_Task prompt_
Within the records that follow, find every line containing the string "plastic". Copy those lines.

/---

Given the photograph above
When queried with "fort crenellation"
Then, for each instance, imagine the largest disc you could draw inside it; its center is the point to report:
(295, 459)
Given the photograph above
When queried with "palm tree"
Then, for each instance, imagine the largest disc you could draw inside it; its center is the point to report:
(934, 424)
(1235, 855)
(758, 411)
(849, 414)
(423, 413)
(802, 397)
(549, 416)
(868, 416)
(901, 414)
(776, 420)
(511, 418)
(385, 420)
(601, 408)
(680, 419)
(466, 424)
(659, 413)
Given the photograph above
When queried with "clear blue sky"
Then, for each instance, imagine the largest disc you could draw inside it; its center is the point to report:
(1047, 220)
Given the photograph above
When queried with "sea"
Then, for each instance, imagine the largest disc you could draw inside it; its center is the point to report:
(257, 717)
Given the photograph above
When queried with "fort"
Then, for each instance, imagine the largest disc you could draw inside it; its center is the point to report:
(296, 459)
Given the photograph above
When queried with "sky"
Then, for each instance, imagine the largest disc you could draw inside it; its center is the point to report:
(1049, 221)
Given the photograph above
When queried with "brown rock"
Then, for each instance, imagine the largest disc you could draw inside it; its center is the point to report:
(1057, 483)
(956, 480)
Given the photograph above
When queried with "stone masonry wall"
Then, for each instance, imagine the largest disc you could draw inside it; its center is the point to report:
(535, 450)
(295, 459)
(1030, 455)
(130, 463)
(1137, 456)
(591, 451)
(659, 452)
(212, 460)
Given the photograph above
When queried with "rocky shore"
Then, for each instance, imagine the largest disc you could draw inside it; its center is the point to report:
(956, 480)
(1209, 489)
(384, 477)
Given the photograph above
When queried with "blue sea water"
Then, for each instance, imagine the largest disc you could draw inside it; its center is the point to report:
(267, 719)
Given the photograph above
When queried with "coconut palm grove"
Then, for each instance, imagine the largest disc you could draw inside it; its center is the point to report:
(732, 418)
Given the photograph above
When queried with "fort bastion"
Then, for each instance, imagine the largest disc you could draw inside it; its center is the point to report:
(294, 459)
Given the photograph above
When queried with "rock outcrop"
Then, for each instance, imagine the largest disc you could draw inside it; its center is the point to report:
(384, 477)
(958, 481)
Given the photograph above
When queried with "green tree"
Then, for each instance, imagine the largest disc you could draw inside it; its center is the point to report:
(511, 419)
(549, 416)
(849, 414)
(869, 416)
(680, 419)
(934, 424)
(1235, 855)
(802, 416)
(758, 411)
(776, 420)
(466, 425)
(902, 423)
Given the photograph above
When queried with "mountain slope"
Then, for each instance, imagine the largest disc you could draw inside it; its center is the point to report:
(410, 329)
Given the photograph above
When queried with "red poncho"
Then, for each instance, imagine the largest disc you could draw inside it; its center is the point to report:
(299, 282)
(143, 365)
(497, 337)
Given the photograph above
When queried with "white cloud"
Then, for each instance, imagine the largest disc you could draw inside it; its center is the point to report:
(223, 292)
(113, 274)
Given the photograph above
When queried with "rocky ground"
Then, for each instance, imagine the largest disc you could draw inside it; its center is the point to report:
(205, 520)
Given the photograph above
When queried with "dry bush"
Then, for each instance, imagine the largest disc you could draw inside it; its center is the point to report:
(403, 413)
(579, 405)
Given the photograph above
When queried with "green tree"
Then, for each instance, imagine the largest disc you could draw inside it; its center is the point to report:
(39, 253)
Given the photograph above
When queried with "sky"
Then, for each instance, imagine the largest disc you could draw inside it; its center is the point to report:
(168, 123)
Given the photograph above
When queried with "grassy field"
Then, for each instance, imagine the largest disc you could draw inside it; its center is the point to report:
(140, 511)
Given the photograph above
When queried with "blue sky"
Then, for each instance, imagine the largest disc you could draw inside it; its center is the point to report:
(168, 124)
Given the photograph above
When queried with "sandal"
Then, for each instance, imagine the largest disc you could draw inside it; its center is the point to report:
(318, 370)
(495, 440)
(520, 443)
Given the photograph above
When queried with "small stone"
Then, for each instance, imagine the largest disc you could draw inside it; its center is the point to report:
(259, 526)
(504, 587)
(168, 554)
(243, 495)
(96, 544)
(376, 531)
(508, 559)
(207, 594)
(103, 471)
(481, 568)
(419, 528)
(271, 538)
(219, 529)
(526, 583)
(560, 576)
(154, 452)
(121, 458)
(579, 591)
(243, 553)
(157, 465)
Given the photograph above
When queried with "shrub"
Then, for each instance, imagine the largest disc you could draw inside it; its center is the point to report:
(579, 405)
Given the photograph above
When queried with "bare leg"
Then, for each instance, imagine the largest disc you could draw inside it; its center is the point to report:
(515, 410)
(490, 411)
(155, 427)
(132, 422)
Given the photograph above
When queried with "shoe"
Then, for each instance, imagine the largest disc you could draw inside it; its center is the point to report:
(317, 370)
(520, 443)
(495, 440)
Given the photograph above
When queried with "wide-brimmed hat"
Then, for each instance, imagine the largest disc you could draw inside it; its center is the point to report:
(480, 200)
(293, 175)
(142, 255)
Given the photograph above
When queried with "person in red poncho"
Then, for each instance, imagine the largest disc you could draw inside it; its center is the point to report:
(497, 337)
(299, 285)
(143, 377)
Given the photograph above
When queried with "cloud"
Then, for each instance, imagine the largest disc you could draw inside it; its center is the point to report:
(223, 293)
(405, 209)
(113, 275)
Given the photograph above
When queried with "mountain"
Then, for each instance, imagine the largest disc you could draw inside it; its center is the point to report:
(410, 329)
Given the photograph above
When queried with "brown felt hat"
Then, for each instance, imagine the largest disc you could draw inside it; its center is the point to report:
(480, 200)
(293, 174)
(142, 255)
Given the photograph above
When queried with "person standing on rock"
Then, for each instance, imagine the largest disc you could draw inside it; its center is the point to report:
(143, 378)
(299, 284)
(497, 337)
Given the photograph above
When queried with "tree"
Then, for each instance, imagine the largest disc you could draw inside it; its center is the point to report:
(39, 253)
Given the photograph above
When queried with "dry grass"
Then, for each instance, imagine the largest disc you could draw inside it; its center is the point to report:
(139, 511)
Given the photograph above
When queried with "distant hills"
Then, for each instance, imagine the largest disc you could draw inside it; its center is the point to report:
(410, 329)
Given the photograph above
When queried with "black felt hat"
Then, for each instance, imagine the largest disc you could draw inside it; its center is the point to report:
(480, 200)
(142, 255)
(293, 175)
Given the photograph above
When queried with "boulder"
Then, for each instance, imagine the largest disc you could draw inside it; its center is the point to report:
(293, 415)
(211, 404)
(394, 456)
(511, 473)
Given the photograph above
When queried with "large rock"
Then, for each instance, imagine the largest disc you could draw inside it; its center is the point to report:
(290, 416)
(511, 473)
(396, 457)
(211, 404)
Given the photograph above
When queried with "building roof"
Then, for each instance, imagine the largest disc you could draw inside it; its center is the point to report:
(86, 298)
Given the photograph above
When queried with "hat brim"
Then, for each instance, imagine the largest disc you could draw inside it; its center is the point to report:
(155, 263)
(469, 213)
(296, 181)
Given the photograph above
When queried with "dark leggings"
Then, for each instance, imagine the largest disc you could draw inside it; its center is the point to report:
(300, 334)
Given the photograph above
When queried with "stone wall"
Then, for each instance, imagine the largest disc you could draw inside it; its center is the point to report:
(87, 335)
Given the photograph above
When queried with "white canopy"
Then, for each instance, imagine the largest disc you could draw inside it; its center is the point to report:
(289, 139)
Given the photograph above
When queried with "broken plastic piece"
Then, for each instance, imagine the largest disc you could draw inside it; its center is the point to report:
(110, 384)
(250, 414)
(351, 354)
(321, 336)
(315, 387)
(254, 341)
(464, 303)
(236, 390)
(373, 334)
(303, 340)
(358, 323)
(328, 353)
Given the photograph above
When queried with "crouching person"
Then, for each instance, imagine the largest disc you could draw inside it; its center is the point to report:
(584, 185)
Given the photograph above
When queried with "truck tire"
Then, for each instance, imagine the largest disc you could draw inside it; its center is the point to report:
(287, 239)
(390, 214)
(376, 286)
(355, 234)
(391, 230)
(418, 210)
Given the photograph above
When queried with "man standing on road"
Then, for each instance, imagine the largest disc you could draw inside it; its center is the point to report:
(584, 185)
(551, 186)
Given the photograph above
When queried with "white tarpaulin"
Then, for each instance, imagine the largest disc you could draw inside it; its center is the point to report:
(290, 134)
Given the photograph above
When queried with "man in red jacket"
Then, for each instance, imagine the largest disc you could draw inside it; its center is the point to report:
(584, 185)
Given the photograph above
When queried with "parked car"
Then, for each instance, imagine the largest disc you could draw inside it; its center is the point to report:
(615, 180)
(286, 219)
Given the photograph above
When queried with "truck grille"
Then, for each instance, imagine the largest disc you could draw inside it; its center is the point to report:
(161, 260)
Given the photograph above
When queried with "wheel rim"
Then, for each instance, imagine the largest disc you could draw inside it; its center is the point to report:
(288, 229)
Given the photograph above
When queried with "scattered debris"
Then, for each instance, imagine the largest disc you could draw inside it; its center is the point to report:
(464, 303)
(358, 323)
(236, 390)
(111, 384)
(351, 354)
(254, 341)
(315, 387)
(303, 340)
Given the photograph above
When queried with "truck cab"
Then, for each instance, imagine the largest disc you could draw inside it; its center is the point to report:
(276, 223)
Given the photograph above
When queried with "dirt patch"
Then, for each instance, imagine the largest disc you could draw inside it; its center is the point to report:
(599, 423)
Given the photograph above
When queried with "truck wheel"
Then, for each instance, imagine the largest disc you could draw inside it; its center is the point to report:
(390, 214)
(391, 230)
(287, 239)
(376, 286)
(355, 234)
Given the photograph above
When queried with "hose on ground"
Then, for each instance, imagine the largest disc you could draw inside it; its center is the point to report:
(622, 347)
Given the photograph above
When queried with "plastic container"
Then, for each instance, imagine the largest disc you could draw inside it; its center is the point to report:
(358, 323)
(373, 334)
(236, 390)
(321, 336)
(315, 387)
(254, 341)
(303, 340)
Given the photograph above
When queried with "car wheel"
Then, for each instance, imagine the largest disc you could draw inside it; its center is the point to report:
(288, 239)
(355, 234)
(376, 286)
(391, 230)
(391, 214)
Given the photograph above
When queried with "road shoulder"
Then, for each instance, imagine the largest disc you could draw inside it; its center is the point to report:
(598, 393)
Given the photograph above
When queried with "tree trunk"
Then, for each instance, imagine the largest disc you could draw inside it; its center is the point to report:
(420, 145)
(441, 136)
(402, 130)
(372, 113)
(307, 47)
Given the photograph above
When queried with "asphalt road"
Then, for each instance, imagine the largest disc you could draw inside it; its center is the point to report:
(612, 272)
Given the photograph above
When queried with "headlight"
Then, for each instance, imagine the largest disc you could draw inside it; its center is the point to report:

\---

_Result of this exercise_
When queried with "broken plastic piece"
When queried with "plastic container"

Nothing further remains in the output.